# Aufgabe a
Schreiben Sie den folgenden Auszug aus der OGH-Entscheidung vollständig und wortgetreu ab.

# Angezeigter Text

9Ob3/21p – OGH Entscheidung
Kopf
Der Oberste Gerichtshof hat als Revisionsgericht durch den Senatspräsidenten des Obersten Gerichtshofs Dr. Hopf als Vorsitzenden, die Hofrätinnen und Hofräte des Obersten Gerichtshofs Dr. Fichtenau, Hon. Prof. Dr. Dehn, Dr. Hargassner und Mag. Korn in der Rechtssache der klagenden Partei G***** R*****, vertreten durch Dr. Edwin Demoser, Rechtsanwalt in Salzburg, gegen die beklagte Partei N***** S*****, vertreten durch die Anwalt2 – Thoma Kanzian Rechtsanwälte OG in Gröbming, wegen Feststellung, Unterlassung und Abgabe einer Erklärung (Streitwert: 25.000 EUR), über die Revision der klagenden Partei gegen das Urteil des Landesgerichts Leoben als Berufungsgericht vom 30. Juni 2020, GZ 1 R 53/20s 31, mit dem der Berufung der klagenden Partei gegen das Urteil des Bezirksgerichts Schladming vom 3. März 2020, GZ 2 C 41/19m 26, nicht Folge gegeben wurde, in nichtöffentlicher Sitzung den
Beschluss
gefasst:
Spruch
Die Revision der klagenden Partei wird zurückgewiesen.

# Aufgabe b
Stellen Sie die Zeilen der Auflistung als Markdown-Tabelle mit den Spalten „Nr.“ und „Zeile“ dar, ohne Leerzeilen. Beginnen Sie mit der ersten Zeile der Auflistung und enden Sie mit der Zeile, die „MULTIPOLYGON (((182 306, 203“ enthält, beide eingeschlossen.

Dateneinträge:

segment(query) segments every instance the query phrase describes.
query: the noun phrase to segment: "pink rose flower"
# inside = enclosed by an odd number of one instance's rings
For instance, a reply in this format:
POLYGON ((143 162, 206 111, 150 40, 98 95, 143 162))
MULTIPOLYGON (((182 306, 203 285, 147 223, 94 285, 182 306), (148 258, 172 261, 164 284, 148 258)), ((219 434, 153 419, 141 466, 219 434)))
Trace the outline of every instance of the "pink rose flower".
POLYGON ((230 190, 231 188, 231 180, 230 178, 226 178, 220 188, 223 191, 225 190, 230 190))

# Antwort a
9Ob3/21p – OGH Entscheidung
Kopf
Der Oberste Gerichtshof hat als Revisionsgericht durch den Senatspräsidenten des Obersten Gerichtshofs Dr. Hopf als Vorsitzenden, die Hofrätinnen und Hofräte des Obersten Gerichtshofs Dr. Fichtenau, Hon. Prof. Dr. Dehn, Dr. Hargassner und Mag. Korn in der Rechtssache der klagenden Partei G***** R*****, vertreten durch Dr. Edwin Demoser, Rechtsanwalt in Salzburg, gegen die beklagte Partei N***** S*****, vertreten durch die Anwalt2 – Thoma Kanzian Rechtsanwälte OG in Gröbming, wegen Feststellung, Unterlassung und Abgabe einer Erklärung (Streitwert: 25.000 EUR), über die Revision der klagenden Partei gegen das Urteil des Landesgerichts Leoben als Berufungsgericht vom 30. Juni 2020, GZ 1 R 53/20s 31, mit dem der Berufung der klagenden Partei gegen das Urteil des Bezirksgerichts Schladming vom 3. März 2020, GZ 2 C 41/19m 26, nicht Folge gegeben wurde, in nichtöffentlicher Sitzung den
Beschluss
gefasst:
Spruch
Die Revision der klagenden Partei wird zurückgewiesen.

# Antwort b
| Nr. | Zeile |
|---|---|
| 1 | segment(query) segments every instance the query phrase describes. |
| 2 | query: the noun phrase to segment: "pink rose flower" |
| 3 | # inside = enclosed by an odd number of one instance's rings |
| 4 | For instance, a reply in this format: |
| 5 | POLYGON ((143 162, 206 111, 150 40, 98 95, 143 162)) |
| 6 | MULTIPOLYGON (((182 306, 203 285, 147 223, 94 285, 182 306), (148 258, 172 261, 164 284, 148 258)), ((219 434, 153 419, 141 466, 219 434))) |